**Problem to work on:** Rewrite the records from the line with "shape point(946, 406)" to the line with "point(731, 390)", substituting "sea water" for "ocean water" and leaving everything else unchanged.

Object point labels:
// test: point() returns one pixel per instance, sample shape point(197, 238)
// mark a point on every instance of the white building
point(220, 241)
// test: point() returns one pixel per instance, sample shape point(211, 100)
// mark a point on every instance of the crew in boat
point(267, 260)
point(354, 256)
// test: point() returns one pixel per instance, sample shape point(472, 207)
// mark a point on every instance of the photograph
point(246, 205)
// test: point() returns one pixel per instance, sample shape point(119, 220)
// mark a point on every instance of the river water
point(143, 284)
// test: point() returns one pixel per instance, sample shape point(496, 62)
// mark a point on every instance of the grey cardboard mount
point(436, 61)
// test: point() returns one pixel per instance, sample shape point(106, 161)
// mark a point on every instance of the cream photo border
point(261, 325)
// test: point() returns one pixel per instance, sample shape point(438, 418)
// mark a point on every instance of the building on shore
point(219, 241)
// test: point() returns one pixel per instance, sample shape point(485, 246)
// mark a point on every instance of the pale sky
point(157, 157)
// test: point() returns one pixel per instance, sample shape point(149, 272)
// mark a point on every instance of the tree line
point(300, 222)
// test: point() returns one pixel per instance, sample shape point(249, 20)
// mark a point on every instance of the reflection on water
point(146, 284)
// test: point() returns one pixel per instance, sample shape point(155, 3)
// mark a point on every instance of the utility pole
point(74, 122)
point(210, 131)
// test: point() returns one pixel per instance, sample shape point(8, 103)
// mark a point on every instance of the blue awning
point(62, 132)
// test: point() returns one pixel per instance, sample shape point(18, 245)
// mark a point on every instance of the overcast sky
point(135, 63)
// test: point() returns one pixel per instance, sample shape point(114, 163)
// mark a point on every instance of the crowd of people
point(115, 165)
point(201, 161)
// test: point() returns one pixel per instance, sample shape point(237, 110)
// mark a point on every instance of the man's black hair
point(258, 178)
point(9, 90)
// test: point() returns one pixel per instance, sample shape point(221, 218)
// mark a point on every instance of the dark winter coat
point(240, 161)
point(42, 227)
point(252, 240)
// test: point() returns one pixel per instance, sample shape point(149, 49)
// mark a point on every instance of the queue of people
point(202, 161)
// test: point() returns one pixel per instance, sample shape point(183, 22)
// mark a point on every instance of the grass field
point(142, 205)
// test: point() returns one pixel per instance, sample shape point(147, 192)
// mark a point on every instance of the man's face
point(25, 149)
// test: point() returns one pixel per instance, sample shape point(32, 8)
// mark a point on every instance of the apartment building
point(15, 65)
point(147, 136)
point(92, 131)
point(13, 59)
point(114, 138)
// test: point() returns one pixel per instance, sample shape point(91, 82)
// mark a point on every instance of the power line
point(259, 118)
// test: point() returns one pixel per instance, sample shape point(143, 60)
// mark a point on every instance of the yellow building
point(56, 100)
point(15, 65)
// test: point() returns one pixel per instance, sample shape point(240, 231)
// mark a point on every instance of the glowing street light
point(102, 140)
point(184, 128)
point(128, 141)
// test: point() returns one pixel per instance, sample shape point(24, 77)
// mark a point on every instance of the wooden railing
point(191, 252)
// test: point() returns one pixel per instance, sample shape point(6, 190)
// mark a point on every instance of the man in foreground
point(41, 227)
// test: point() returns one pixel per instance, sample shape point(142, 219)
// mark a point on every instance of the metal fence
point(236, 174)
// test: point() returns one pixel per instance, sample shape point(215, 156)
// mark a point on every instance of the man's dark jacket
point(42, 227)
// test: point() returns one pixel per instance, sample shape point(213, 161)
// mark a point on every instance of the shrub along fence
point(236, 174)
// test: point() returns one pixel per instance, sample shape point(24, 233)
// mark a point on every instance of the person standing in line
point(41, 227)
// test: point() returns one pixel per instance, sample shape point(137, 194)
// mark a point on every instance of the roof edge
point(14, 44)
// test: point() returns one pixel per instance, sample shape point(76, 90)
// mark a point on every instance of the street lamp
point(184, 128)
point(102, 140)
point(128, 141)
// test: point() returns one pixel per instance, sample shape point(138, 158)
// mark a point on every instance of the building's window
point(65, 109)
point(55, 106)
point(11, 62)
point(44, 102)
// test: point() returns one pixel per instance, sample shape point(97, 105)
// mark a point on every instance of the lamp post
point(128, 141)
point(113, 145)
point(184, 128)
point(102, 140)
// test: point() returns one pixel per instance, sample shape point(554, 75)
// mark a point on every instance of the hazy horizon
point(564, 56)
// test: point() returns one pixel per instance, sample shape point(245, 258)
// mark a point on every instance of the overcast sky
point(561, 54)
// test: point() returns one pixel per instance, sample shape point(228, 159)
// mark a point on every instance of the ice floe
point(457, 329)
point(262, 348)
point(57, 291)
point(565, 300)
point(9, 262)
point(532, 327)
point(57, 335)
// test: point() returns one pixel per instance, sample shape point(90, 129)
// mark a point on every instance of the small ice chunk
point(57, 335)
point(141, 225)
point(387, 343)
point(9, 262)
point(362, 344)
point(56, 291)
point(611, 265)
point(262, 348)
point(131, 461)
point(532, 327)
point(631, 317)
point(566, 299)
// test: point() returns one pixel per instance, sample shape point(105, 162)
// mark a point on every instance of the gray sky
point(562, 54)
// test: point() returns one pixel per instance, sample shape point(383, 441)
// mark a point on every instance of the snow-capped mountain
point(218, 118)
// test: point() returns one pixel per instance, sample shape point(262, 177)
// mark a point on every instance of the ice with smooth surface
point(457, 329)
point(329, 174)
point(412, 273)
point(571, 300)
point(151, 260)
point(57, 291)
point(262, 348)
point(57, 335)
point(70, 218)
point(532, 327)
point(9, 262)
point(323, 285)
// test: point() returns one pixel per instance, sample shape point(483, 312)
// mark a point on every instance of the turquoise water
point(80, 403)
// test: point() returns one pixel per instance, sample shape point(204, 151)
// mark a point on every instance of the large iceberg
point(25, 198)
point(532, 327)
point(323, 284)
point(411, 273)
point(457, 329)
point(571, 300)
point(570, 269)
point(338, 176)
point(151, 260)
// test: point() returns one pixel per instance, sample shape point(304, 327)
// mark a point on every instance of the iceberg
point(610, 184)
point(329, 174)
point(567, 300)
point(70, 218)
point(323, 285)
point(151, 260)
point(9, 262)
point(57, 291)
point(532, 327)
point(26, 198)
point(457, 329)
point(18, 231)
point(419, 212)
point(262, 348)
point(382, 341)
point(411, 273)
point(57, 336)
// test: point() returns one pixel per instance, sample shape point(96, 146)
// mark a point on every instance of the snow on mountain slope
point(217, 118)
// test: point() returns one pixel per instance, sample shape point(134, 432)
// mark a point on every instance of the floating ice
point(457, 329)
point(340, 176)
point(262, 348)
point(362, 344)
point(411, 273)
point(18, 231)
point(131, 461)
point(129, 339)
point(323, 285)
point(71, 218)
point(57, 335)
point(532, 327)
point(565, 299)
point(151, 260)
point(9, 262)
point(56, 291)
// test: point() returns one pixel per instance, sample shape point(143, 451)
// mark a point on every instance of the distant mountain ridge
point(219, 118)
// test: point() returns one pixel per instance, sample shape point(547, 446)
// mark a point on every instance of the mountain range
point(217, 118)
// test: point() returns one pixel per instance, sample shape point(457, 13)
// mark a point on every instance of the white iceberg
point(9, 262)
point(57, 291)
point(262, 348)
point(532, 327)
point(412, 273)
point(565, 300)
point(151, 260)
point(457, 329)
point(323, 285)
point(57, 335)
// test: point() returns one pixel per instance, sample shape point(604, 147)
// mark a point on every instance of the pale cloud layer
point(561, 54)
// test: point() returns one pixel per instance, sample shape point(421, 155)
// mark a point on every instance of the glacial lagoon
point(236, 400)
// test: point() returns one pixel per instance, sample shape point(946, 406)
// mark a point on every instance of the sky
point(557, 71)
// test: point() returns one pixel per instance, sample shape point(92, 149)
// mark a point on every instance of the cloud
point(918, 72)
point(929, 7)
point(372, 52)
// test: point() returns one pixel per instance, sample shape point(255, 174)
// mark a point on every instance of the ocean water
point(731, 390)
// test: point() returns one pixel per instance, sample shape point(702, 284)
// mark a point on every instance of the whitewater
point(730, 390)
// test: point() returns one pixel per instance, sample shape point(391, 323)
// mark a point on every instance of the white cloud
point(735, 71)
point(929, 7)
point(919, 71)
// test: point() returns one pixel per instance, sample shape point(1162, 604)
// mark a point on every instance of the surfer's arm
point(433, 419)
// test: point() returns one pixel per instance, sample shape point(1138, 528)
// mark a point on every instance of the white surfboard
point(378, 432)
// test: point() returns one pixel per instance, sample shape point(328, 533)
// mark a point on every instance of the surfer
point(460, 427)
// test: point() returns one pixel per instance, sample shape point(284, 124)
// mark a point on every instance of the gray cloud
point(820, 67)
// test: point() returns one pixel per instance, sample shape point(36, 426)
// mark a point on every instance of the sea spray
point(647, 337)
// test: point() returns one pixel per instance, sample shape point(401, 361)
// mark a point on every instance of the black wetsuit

**Reply:**
// test: point() returns one pixel per instance, sample shape point(946, 406)
// mark a point on every instance of the sky
point(557, 71)
// test: point() returns one pixel per instance, sample shape point(92, 149)
// mark a point on every instance of the cloud
point(918, 72)
point(929, 7)
point(372, 52)
// test: point() returns one pixel per instance, sample shape point(255, 174)
// mark a point on every instance of the sea water
point(731, 390)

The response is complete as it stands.